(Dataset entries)

# # #

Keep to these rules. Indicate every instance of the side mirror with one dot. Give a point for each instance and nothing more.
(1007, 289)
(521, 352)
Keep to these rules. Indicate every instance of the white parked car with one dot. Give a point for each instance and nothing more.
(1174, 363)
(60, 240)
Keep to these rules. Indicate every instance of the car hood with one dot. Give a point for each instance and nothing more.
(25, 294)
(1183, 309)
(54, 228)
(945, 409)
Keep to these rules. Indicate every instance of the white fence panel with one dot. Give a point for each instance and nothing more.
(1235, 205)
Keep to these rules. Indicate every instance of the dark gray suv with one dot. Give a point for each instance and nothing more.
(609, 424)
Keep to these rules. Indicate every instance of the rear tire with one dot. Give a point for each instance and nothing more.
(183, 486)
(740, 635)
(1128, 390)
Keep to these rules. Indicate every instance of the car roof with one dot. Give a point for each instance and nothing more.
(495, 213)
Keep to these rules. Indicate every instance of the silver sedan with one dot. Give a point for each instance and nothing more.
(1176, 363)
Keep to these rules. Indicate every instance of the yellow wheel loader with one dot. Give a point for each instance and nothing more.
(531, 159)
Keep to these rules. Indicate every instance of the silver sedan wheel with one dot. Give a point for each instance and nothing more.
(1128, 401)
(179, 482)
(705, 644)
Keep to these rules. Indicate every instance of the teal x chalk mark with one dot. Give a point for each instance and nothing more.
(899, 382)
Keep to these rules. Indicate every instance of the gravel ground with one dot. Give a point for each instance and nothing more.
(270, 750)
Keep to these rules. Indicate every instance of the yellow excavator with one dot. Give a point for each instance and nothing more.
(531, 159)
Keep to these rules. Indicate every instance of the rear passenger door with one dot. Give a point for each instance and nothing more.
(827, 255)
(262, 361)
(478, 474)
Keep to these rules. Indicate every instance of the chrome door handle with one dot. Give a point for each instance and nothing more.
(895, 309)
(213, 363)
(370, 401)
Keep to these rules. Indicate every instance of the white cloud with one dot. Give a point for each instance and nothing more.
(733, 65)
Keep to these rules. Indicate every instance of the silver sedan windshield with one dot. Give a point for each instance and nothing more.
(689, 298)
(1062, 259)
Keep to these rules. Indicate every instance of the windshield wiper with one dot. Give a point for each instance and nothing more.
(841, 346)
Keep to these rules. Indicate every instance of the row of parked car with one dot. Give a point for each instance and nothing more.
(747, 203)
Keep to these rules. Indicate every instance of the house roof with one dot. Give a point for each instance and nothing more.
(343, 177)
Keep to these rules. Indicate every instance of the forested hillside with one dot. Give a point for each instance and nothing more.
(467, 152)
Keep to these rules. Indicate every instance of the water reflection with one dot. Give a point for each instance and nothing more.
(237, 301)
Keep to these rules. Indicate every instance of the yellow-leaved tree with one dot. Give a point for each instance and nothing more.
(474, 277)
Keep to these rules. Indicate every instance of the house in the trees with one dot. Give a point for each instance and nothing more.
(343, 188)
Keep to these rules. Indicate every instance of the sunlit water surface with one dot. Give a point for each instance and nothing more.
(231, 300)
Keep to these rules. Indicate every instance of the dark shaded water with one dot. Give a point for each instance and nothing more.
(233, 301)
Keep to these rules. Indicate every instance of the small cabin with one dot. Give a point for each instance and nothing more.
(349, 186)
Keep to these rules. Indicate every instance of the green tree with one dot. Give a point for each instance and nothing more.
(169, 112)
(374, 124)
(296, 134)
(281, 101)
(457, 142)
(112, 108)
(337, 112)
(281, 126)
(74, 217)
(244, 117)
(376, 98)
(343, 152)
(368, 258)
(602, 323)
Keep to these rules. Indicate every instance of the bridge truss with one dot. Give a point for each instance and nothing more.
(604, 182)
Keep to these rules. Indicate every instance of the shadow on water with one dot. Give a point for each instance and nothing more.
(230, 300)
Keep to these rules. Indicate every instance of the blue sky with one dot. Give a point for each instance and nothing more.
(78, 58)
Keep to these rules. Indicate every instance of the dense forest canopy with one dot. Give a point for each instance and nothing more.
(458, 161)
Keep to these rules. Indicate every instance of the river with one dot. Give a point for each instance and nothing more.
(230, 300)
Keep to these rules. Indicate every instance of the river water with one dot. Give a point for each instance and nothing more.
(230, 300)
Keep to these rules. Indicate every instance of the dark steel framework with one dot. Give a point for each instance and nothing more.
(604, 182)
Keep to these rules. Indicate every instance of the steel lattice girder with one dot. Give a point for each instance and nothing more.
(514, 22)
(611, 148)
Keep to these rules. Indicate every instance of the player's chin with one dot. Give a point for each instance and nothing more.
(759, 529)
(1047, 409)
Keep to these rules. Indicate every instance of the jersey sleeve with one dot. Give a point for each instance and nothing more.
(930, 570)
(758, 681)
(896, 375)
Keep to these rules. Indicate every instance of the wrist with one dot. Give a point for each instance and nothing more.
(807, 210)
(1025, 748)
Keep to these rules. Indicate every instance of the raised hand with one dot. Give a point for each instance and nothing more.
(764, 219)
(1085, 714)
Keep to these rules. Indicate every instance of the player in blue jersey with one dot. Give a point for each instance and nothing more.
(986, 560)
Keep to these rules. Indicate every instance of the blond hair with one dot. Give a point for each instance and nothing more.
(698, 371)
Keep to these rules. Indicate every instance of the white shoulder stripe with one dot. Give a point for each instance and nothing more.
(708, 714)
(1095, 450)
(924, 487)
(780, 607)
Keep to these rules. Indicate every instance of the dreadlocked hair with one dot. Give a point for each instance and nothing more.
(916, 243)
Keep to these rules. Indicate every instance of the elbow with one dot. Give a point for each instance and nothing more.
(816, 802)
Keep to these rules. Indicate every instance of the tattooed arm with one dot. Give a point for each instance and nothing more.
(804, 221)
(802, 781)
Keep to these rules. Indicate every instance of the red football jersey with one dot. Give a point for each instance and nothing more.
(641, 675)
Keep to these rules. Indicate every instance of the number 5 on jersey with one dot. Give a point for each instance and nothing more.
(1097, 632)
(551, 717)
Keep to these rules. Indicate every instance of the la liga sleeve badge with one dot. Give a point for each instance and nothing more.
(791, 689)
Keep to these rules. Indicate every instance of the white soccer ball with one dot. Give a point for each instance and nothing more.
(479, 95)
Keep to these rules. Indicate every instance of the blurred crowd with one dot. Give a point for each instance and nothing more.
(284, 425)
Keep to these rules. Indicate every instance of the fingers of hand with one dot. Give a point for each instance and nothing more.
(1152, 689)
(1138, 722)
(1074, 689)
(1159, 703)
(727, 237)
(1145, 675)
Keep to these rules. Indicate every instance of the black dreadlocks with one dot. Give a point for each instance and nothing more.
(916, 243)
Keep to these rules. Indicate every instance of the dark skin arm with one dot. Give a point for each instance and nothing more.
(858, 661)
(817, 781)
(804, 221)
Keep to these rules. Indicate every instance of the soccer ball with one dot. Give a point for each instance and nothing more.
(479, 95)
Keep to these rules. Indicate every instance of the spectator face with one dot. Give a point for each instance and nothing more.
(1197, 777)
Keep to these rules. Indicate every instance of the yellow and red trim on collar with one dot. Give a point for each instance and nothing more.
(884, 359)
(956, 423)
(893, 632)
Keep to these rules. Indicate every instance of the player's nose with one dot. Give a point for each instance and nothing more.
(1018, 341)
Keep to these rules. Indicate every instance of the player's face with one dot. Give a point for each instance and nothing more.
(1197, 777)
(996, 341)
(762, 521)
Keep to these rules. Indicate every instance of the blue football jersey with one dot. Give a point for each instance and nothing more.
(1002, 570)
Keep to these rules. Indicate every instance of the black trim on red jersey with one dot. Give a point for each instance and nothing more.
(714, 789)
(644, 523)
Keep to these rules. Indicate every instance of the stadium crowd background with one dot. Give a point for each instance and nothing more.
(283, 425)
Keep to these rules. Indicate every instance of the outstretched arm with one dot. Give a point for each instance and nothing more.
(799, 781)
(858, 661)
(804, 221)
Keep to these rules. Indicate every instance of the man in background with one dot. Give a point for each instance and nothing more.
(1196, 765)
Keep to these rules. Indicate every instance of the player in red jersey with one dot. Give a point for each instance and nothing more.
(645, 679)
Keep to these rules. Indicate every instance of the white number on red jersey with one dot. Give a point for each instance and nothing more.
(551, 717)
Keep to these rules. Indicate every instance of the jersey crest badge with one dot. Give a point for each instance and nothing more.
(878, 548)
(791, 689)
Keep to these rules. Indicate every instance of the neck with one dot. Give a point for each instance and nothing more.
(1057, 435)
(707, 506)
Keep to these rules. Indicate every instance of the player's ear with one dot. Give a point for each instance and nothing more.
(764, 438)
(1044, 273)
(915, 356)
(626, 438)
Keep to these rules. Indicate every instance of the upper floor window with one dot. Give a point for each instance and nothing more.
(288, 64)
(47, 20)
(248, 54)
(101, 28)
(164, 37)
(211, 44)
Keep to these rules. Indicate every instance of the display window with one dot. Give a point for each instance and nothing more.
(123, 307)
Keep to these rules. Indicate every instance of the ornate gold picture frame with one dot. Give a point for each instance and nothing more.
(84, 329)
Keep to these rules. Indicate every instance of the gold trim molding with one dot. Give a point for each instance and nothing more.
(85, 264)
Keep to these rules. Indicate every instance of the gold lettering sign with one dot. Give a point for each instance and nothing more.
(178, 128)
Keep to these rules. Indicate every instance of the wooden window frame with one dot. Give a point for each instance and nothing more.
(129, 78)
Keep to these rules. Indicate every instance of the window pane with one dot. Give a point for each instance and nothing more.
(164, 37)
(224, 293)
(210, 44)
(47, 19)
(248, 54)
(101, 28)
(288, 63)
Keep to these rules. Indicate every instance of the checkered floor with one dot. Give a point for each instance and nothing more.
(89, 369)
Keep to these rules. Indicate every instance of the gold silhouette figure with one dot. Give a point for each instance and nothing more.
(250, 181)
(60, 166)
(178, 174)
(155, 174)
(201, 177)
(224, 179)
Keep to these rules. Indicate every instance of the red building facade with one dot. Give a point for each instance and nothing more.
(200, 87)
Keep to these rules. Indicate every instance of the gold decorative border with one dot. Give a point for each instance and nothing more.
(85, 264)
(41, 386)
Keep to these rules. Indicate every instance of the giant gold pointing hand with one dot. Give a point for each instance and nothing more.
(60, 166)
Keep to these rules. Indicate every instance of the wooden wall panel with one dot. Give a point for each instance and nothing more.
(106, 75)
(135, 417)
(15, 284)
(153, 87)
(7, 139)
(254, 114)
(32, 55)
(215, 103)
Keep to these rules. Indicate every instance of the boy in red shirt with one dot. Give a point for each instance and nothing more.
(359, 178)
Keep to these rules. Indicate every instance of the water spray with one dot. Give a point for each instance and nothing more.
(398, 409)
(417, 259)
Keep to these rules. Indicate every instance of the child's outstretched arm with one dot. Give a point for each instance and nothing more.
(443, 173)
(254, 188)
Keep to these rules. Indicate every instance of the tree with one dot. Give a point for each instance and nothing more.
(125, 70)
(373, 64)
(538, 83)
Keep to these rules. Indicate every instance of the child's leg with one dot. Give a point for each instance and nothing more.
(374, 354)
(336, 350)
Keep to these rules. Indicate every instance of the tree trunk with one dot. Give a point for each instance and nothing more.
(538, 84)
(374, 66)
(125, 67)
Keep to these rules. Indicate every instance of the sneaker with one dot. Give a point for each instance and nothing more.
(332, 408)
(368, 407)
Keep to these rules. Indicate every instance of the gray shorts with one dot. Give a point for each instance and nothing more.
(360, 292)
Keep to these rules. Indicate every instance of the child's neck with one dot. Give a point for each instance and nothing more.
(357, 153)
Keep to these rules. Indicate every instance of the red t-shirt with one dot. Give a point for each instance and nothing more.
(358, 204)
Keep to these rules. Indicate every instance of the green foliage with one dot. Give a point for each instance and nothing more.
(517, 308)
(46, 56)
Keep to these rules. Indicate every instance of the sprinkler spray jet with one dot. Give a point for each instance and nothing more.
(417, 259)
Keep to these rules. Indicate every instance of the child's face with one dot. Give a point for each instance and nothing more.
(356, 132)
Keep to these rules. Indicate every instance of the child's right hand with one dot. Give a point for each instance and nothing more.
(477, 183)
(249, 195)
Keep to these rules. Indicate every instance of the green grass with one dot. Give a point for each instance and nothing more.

# # #

ACTIVITY: Please output exactly the lines from the one containing "the child's right" through the end of the records, both included.

PROBLEM SOLUTION:
Keep to these rules. Indicate every instance of the child's right hand with one dot. Give a point for each instance and nothing more.
(477, 183)
(249, 195)
Keep to these rules. Indicate every instance of the green grass with one dot. Give a point for each instance and nothing more.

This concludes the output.